Objective: Return the complete listing that follows, with each line reproduced exactly.

Information supplied:
* Begin *
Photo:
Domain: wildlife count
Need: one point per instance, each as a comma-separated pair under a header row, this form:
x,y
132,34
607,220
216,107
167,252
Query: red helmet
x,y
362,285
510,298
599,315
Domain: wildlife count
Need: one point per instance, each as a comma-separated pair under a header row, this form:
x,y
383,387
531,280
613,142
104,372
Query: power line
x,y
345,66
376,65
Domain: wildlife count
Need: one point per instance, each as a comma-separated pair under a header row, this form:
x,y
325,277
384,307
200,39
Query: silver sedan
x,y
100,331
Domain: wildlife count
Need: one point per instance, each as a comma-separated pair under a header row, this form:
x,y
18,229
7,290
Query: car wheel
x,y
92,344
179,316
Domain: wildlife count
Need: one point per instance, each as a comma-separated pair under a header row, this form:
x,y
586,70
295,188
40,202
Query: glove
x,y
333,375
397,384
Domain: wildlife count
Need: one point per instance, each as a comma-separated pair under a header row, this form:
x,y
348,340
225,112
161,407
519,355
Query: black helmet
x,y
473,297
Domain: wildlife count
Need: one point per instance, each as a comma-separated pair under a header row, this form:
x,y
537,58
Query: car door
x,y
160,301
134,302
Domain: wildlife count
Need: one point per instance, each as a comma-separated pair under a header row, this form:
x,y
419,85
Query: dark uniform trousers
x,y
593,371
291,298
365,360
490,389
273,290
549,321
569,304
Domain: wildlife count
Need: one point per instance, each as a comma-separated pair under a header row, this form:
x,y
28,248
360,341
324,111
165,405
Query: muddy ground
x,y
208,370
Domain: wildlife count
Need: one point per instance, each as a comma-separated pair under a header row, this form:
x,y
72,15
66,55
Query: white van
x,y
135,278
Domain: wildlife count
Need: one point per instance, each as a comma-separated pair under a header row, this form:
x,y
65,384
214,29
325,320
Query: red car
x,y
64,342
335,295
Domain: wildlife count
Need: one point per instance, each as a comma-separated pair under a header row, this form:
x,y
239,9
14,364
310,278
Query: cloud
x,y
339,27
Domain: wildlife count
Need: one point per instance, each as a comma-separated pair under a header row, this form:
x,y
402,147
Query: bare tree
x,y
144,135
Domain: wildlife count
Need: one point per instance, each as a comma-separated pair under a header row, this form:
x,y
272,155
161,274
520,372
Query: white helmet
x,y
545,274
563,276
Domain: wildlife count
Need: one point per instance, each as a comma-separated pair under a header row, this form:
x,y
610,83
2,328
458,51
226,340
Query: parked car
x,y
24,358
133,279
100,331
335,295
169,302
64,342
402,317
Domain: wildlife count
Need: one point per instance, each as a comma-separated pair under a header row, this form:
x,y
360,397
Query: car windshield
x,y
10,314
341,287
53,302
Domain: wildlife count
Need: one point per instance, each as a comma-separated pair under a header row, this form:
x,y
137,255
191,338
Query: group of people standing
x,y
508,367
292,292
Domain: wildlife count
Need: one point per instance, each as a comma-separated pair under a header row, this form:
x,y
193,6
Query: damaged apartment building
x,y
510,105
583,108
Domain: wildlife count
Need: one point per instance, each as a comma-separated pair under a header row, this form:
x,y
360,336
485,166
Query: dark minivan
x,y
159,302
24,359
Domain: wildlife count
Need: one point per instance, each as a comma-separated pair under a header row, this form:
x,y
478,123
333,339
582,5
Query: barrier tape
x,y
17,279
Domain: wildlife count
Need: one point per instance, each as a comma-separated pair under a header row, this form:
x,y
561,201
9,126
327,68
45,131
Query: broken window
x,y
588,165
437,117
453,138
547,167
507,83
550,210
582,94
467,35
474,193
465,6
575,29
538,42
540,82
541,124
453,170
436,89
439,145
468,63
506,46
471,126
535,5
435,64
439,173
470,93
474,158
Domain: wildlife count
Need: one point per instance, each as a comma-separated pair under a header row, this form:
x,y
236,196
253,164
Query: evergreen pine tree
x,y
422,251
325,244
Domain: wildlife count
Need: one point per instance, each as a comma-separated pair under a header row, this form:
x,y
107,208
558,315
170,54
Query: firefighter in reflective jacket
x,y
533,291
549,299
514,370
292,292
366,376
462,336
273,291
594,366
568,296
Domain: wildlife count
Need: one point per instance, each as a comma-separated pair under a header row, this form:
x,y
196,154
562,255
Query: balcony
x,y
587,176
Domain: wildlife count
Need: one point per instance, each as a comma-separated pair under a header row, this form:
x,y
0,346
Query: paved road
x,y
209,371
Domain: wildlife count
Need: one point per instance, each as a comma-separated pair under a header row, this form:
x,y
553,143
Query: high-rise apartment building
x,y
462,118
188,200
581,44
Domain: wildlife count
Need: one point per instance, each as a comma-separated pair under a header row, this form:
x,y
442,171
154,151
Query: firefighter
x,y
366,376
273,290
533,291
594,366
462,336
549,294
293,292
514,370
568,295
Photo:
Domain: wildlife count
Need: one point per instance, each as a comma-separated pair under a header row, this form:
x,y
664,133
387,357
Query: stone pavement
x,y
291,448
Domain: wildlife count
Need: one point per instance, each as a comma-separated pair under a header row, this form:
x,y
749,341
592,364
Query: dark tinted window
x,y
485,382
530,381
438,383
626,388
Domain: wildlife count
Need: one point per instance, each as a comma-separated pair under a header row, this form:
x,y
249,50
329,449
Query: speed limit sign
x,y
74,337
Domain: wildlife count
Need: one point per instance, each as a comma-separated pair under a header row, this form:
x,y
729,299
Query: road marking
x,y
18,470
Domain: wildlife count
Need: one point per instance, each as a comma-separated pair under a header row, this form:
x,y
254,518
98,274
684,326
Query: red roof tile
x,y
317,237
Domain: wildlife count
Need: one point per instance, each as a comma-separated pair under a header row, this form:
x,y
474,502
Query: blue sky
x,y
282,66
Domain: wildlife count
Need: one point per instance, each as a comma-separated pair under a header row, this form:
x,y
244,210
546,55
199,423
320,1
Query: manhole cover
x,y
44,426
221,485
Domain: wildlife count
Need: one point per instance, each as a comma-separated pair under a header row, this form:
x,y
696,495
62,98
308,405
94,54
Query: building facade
* End *
Full answer:
Photo:
Domain: wildlife count
Need: one point per instance, each as a comma-separated pair under a header row, this form:
x,y
132,34
607,220
216,107
167,252
Query: red helmet
x,y
362,285
510,298
599,315
Domain: wildlife count
Need: one point per instance, each as a comma-separated pair under a header row, this form:
x,y
383,387
531,280
613,142
104,372
Query: power line
x,y
345,66
376,65
Domain: wildlife count
Need: one point per instance, each as a comma-separated pair under a header row, this form:
x,y
325,277
384,307
200,39
Query: silver sedan
x,y
100,331
Domain: wildlife count
Need: one point per instance, each as a comma-separated pair under a header row, this form:
x,y
18,229
7,290
Query: car wheel
x,y
92,344
179,316
Domain: wildlife count
Need: one point per instance, each as a comma-separated pair under a header row, this form:
x,y
586,70
295,188
40,202
Query: glove
x,y
333,375
397,384
Domain: wildlife count
Need: one point per instance, each as a comma-separated pair under a header row, this form:
x,y
348,340
225,112
161,407
519,355
Query: black helmet
x,y
473,297
Domain: wildlife count
Need: one point per instance, each as a comma-separated pair under a header row, this form:
x,y
537,58
Query: car door
x,y
160,301
134,302
Domain: wildlife count
Need: one point per instance, each as a comma-separated pair under a header row, this form:
x,y
419,85
Query: dark uniform trousers
x,y
593,371
291,298
365,360
490,389
273,290
549,321
569,304
Domain: wildlife count
Need: one point per instance, each as a comma-separated pair under a header row, this form:
x,y
28,248
360,341
324,111
165,405
Query: muddy ground
x,y
208,370
Domain: wildlife count
Need: one point per instance, each as a comma-separated pair under a header row, this form:
x,y
72,15
66,55
Query: white van
x,y
135,278
Domain: wildlife count
Need: one point per instance, each as a comma-separated pair under a header row, this form:
x,y
65,384
214,29
325,320
Query: red car
x,y
64,342
335,295
Domain: wildlife count
Need: one point per instance, each as a comma-separated pair under a header row, this form:
x,y
239,9
14,364
310,278
Query: cloud
x,y
339,27
Domain: wildlife count
Need: one point per instance, each as a comma-separated pair under a header row, this form:
x,y
402,147
Query: bare tree
x,y
144,135
Domain: wildlife count
Need: one point per instance, each as a comma-separated pair under a header row, this form:
x,y
272,155
161,274
520,372
Query: white helmet
x,y
545,274
563,276
Domain: wildlife count
Need: one point per instance, each as a comma-separated pair under a header row, this form:
x,y
610,83
2,328
458,51
226,340
Query: parked car
x,y
24,358
133,279
100,331
335,295
169,302
64,342
402,317
Domain: wildlife count
Need: one point per instance, each as a comma-separated pair under a header row, this form:
x,y
360,397
Query: car windshield
x,y
10,314
341,287
53,302
Domain: wildlife count
Need: one point per instance, each as a comma-separated pair under a header row, this form:
x,y
137,255
191,338
Query: group of people standing
x,y
508,367
292,292
Domain: wildlife count
Need: one point per instance, each as a comma-separated pair under a header row, this form:
x,y
193,6
Query: damaged apartment building
x,y
510,105
583,108
Domain: wildlife count
Need: one point per instance, each as a comma-separated pair under a header row, this form:
x,y
360,336
485,166
Query: dark minivan
x,y
159,302
24,359
Domain: wildlife count
Need: one point per instance, each as a comma-separated pair under a header row, this form:
x,y
478,123
333,339
582,5
Query: barrier tape
x,y
17,279
Domain: wildlife count
Need: one point per instance, each as a comma-separated pair under a header row, this form:
x,y
561,201
9,126
327,68
45,131
Query: broken window
x,y
588,165
437,117
453,138
547,167
507,83
550,210
582,94
467,35
474,193
465,6
575,29
538,42
540,82
541,124
453,170
436,89
439,145
468,63
506,46
471,126
535,5
435,64
439,173
470,93
474,158
Domain: wildlife count
Need: one point per instance, each as a comma-separated pair under a header row, this form:
x,y
236,196
253,164
Query: evergreen pine tree
x,y
422,251
325,244
Domain: wildlife count
Need: one point per instance, each as a comma-separated pair under a header row, this form:
x,y
107,208
558,315
170,54
Query: firefighter in reflective jacket
x,y
533,291
549,299
514,370
292,292
366,376
462,336
273,291
594,366
568,296
Domain: wildlife count
Need: one point per instance, each as a comma-separated pair under a header row, this form:
x,y
196,154
562,255
Query: balcony
x,y
587,176
Domain: wildlife count
Need: one point per instance, each as a comma-separated pair under a header row, this form:
x,y
0,346
Query: paved road
x,y
209,371
Domain: wildlife count
Need: one point per instance, each as a comma-separated pair under a header row, this form:
x,y
553,143
Query: high-rise apartment building
x,y
462,118
188,200
581,44
Domain: wildlife count
Need: one point per instance, each as a comma-separated pair under a header row, this form:
x,y
442,171
154,151
Query: firefighter
x,y
366,376
273,290
533,291
594,366
462,336
549,294
293,292
514,370
568,295
Photo:
Domain: wildlife count
Need: one point per instance, each as a comma-separated pair under a header row, this form:
x,y
664,133
387,357
Query: stone pavement
x,y
291,448
Domain: wildlife count
Need: one point per instance, each as a comma-separated pair under a header row, this form:
x,y
749,341
592,364
Query: dark tinted window
x,y
485,382
530,381
438,383
626,388
Domain: wildlife count
Need: one point per instance, each as a comma-separated pair under a header row, this form:
x,y
249,50
329,449
Query: speed limit sign
x,y
74,337
Domain: wildlife count
Need: one point per instance, each as a comma-separated pair under a header row, this form:
x,y
729,299
Query: road marking
x,y
18,470
Domain: wildlife count
Need: one point per instance, each as a comma-separated pair under a header row, this form:
x,y
254,518
98,274
684,326
Query: red roof tile
x,y
317,237
Domain: wildlife count
Need: one point per instance, each as a comma-separated pair under a header row, this form:
x,y
474,502
Query: blue sky
x,y
282,66
Domain: wildlife count
Need: one point per instance, each as a comma-separated pair under a header row, this form:
x,y
244,210
546,55
199,423
320,1
Query: manhole cover
x,y
44,426
221,485
Domain: wildlife count
Need: one point per instance, each as a comma-separated pair under a header row, this form:
x,y
696,495
62,98
308,405
94,54
Query: building facade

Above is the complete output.